### ASSIGNMENT
Each line from the one containing "This visual asset is supposed to feature the gray" to the end of the entries below must be restated exactly, and no other line should appear.

### DATA SUPPLIED
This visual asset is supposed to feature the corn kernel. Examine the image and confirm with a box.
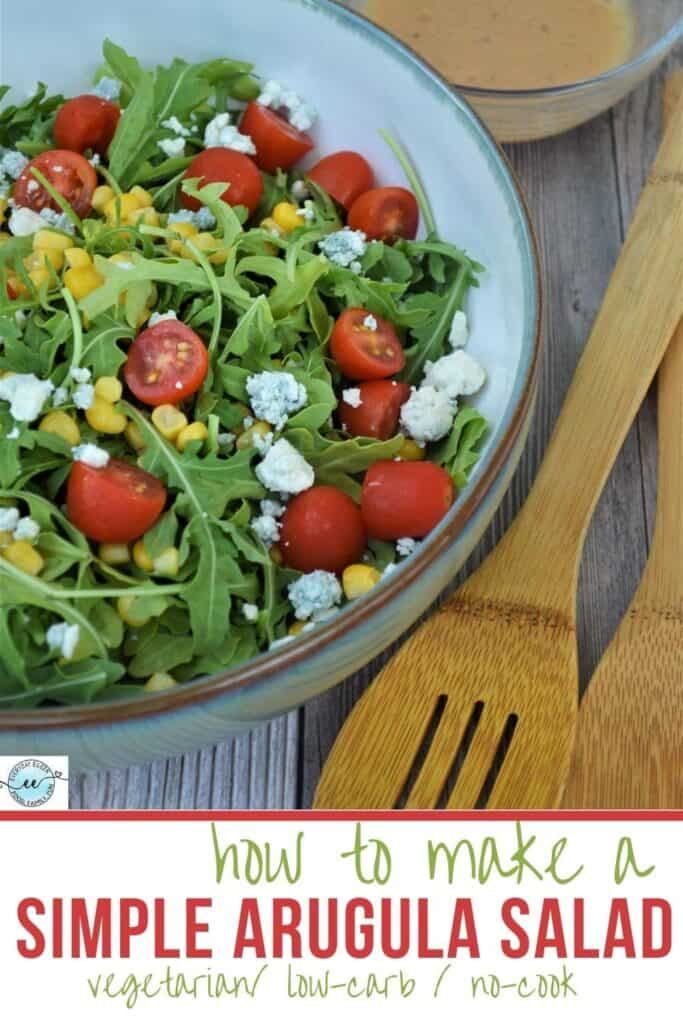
[132,539,154,572]
[191,232,227,265]
[144,672,177,692]
[169,221,199,241]
[30,266,55,289]
[176,421,208,452]
[103,193,142,225]
[86,396,127,434]
[34,229,72,252]
[116,595,152,628]
[95,376,123,403]
[64,247,92,269]
[288,621,307,637]
[125,420,146,451]
[259,217,284,238]
[396,438,426,462]
[151,404,188,442]
[272,202,304,233]
[6,274,28,298]
[3,540,44,576]
[153,547,180,577]
[0,531,13,548]
[92,185,115,212]
[39,410,81,446]
[136,206,160,227]
[109,250,136,267]
[342,564,381,600]
[236,420,271,451]
[98,543,130,565]
[64,265,104,300]
[130,185,154,208]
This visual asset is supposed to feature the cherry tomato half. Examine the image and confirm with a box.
[13,150,97,218]
[339,380,411,440]
[348,187,419,243]
[280,486,366,575]
[331,308,405,381]
[67,459,167,543]
[361,461,455,540]
[182,148,263,215]
[240,102,313,174]
[124,320,209,407]
[308,151,374,210]
[54,95,121,155]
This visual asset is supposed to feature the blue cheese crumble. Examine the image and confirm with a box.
[342,387,362,408]
[159,136,186,158]
[246,371,307,430]
[319,228,367,268]
[13,516,40,541]
[288,570,342,621]
[93,76,121,102]
[168,207,216,231]
[46,622,80,660]
[255,439,314,495]
[257,80,317,132]
[396,537,417,558]
[204,113,256,154]
[399,385,455,444]
[0,149,28,179]
[449,310,469,348]
[72,443,110,468]
[423,351,486,400]
[0,373,54,421]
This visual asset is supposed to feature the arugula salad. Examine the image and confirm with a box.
[0,41,487,707]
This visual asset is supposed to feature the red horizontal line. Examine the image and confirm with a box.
[0,811,681,822]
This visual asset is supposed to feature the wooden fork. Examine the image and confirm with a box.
[314,87,683,809]
[561,73,683,809]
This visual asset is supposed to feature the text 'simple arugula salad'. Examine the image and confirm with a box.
[0,41,488,706]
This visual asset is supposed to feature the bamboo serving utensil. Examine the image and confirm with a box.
[562,73,683,809]
[314,85,683,810]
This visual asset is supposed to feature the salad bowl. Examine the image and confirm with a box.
[0,0,541,770]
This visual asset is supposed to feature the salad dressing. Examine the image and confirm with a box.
[366,0,635,90]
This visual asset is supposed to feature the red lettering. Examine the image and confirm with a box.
[17,899,45,958]
[604,899,636,958]
[119,899,148,958]
[233,898,266,958]
[273,899,302,958]
[154,898,180,958]
[574,899,600,958]
[71,898,111,957]
[310,899,337,959]
[501,899,529,958]
[53,897,62,958]
[447,899,480,957]
[535,899,567,958]
[418,898,443,958]
[381,899,410,959]
[346,899,373,958]
[643,899,672,958]
[186,899,212,959]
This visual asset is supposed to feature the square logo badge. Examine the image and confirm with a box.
[0,756,69,810]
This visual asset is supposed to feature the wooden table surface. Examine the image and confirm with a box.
[70,57,681,810]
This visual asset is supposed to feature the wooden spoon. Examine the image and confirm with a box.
[562,73,683,809]
[314,86,683,810]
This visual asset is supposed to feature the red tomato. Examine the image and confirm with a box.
[13,150,97,218]
[339,380,410,440]
[361,461,455,540]
[280,486,366,575]
[240,102,313,174]
[331,308,405,381]
[67,459,166,543]
[54,95,120,155]
[182,148,263,215]
[348,187,419,243]
[308,151,374,209]
[124,320,209,407]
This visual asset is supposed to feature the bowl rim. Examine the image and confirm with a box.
[0,0,543,732]
[455,11,683,99]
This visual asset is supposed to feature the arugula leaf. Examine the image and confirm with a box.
[432,406,488,488]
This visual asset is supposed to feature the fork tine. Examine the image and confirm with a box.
[487,714,576,808]
[445,704,510,809]
[405,702,481,808]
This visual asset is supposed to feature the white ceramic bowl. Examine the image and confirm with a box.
[0,0,541,770]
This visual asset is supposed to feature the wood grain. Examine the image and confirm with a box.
[74,63,681,810]
[562,71,683,808]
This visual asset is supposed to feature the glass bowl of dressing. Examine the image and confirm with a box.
[345,0,683,141]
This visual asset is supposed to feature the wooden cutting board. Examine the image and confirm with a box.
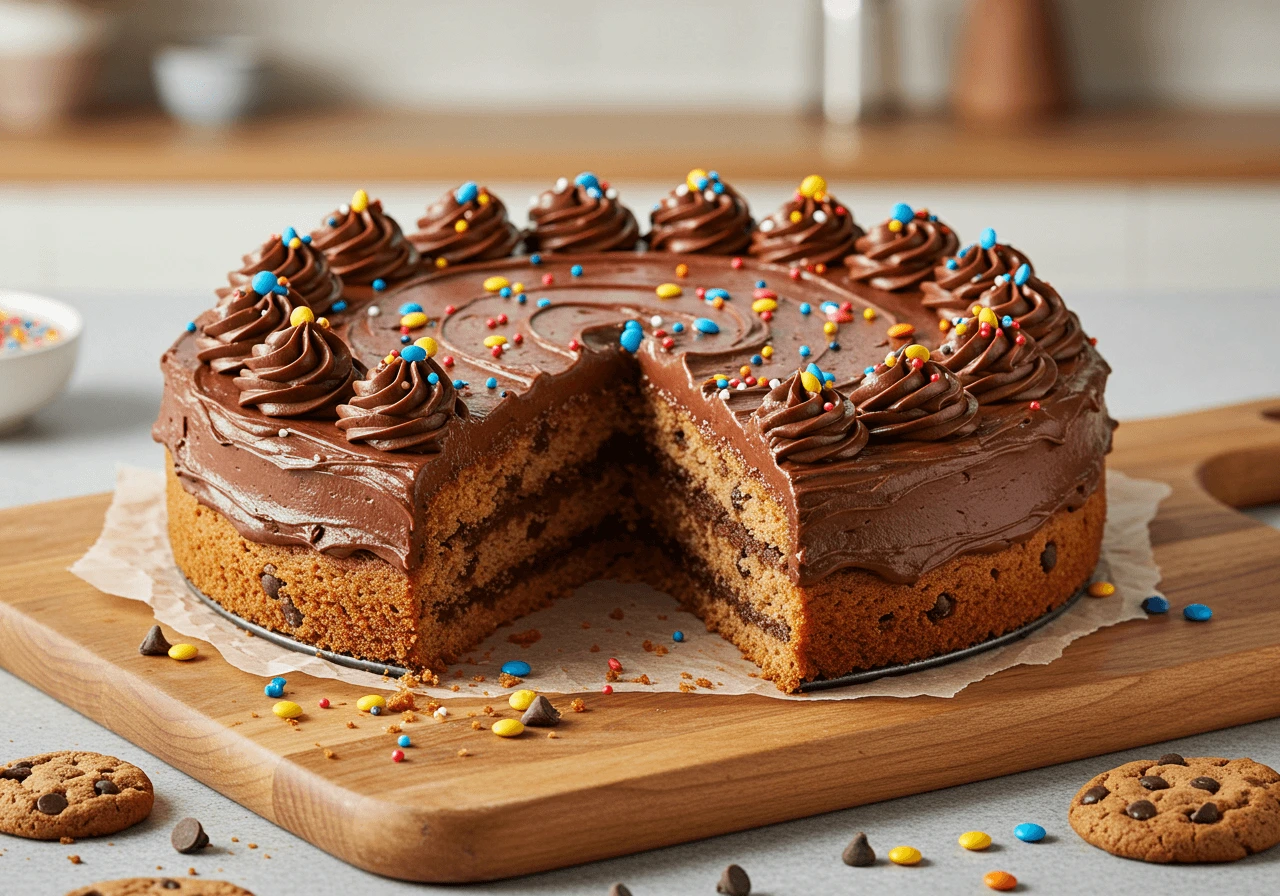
[1,399,1279,883]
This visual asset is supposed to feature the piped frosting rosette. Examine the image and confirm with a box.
[752,367,868,464]
[933,307,1057,404]
[847,344,978,441]
[311,190,420,291]
[845,203,959,291]
[336,341,469,453]
[648,168,754,255]
[409,181,521,267]
[233,307,360,418]
[525,172,640,253]
[221,226,344,315]
[921,227,1031,312]
[197,271,297,374]
[749,175,863,269]
[975,263,1086,361]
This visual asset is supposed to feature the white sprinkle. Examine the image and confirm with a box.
[528,195,538,207]
[675,184,689,197]
[367,305,381,317]
[313,454,321,461]
[605,187,618,200]
[339,204,350,214]
[769,378,781,388]
[704,190,717,201]
[260,309,269,316]
[433,706,449,719]
[401,381,411,389]
[278,429,289,438]
[555,177,569,192]
[813,210,828,224]
[736,382,748,391]
[718,388,731,400]
[650,315,663,327]
[759,219,774,232]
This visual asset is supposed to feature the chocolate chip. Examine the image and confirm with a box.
[520,695,561,728]
[171,817,210,854]
[93,779,119,796]
[609,885,633,896]
[842,831,876,867]
[1139,775,1169,791]
[1189,776,1220,794]
[1157,752,1187,766]
[37,792,68,815]
[1126,799,1157,820]
[716,864,751,896]
[138,624,172,656]
[730,486,750,512]
[280,595,303,627]
[926,593,954,623]
[1191,802,1220,824]
[1,766,31,781]
[1081,785,1109,805]
[1040,542,1057,573]
[260,573,283,600]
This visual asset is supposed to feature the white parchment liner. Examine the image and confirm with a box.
[71,466,1169,701]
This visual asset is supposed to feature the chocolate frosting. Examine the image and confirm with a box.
[978,272,1086,361]
[845,206,959,291]
[921,233,1031,312]
[934,315,1058,403]
[648,169,754,255]
[753,372,868,464]
[311,192,420,290]
[409,182,521,266]
[221,228,344,315]
[525,174,640,253]
[234,320,359,417]
[848,352,979,441]
[749,177,863,267]
[336,355,468,452]
[196,285,296,375]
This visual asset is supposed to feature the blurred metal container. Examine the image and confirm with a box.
[821,0,898,125]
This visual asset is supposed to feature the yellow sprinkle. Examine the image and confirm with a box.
[977,307,999,327]
[954,322,968,336]
[884,353,898,367]
[686,168,708,192]
[799,174,826,199]
[288,237,302,249]
[887,219,903,233]
[761,345,774,359]
[800,371,823,393]
[752,298,778,314]
[1088,581,1116,598]
[272,701,303,720]
[903,344,930,361]
[862,307,877,321]
[483,335,508,348]
[289,306,315,327]
[478,193,491,205]
[655,283,683,299]
[971,304,983,316]
[167,644,197,662]
[512,282,524,294]
[414,336,438,357]
[400,311,428,329]
[711,297,725,309]
[356,695,386,713]
[491,718,524,738]
[384,353,397,365]
[887,323,916,339]
[958,831,992,851]
[823,321,838,336]
[508,689,537,711]
[316,316,330,329]
[351,189,369,213]
[789,210,802,223]
[888,846,921,866]
[483,276,510,292]
[435,257,448,269]
[675,263,689,278]
[739,365,752,377]
[939,319,951,332]
[454,219,469,233]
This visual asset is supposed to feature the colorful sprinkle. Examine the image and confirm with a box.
[1014,263,1031,286]
[799,303,811,315]
[675,263,689,278]
[705,288,730,302]
[397,734,411,748]
[537,298,551,309]
[751,298,778,314]
[887,323,915,339]
[272,701,303,720]
[1184,603,1213,621]
[492,719,524,738]
[289,306,315,327]
[888,846,921,866]
[413,336,438,357]
[693,318,720,335]
[799,174,826,198]
[509,689,537,711]
[1087,581,1116,598]
[959,831,992,851]
[656,283,683,299]
[980,228,997,250]
[672,322,685,334]
[903,344,930,361]
[673,631,685,642]
[167,644,197,661]
[571,264,584,277]
[983,870,1017,891]
[862,308,876,321]
[485,377,498,389]
[372,278,387,292]
[391,749,405,763]
[399,345,427,363]
[1142,595,1170,614]
[357,695,387,713]
[264,681,285,698]
[619,328,643,353]
[399,302,423,315]
[455,181,479,204]
[1014,823,1045,842]
[318,698,330,709]
[501,659,532,677]
[400,311,428,329]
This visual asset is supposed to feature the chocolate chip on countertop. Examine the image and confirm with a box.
[171,817,210,854]
[1081,785,1109,805]
[260,573,283,600]
[1139,775,1169,791]
[1189,776,1220,794]
[1126,799,1157,820]
[1191,802,1221,824]
[93,779,120,796]
[520,695,561,728]
[1157,753,1187,766]
[842,831,876,866]
[37,793,68,815]
[1039,541,1057,572]
[138,624,172,656]
[716,864,751,896]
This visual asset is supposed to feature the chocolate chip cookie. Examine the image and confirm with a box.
[66,880,254,896]
[1069,754,1280,862]
[0,751,153,841]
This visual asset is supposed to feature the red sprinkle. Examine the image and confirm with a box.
[654,329,667,338]
[486,318,497,329]
[1089,337,1098,346]
[910,358,924,370]
[497,313,508,325]
[835,206,847,216]
[607,657,622,671]
[744,376,757,386]
[930,373,940,382]
[790,268,802,281]
[399,326,410,335]
[391,749,405,763]
[601,685,613,695]
[1015,334,1026,345]
[569,339,581,351]
[444,305,456,315]
[753,288,777,300]
[760,311,773,322]
[542,273,554,286]
[491,347,503,358]
[662,337,675,350]
[513,333,523,345]
[318,698,330,709]
[1029,400,1042,411]
[442,355,454,367]
[840,301,853,312]
[823,402,834,411]
[730,257,744,269]
[696,287,706,299]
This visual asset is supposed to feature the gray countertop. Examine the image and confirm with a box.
[2,288,1279,896]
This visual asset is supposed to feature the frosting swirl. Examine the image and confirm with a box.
[845,204,959,291]
[336,352,468,453]
[752,370,868,464]
[221,227,344,315]
[921,230,1031,311]
[749,175,863,267]
[525,173,640,253]
[233,316,359,418]
[409,181,521,266]
[933,313,1057,403]
[310,190,420,290]
[848,349,978,441]
[977,269,1086,361]
[196,282,296,375]
[647,169,753,255]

### RESULT FOR THIS TASK
This visual asset is supposed to feature the gray countertop. Examine the image and confirm with a box.
[2,288,1279,896]
This visual asset is supposed to feature the frosting swirl. Examine the image and confirm with a box.
[845,204,959,291]
[336,352,468,453]
[752,370,868,464]
[221,227,344,315]
[921,230,1031,311]
[749,175,863,267]
[525,173,640,253]
[233,316,359,418]
[409,181,521,266]
[933,313,1057,403]
[310,190,420,290]
[848,349,978,441]
[977,269,1086,361]
[196,282,296,375]
[647,169,753,255]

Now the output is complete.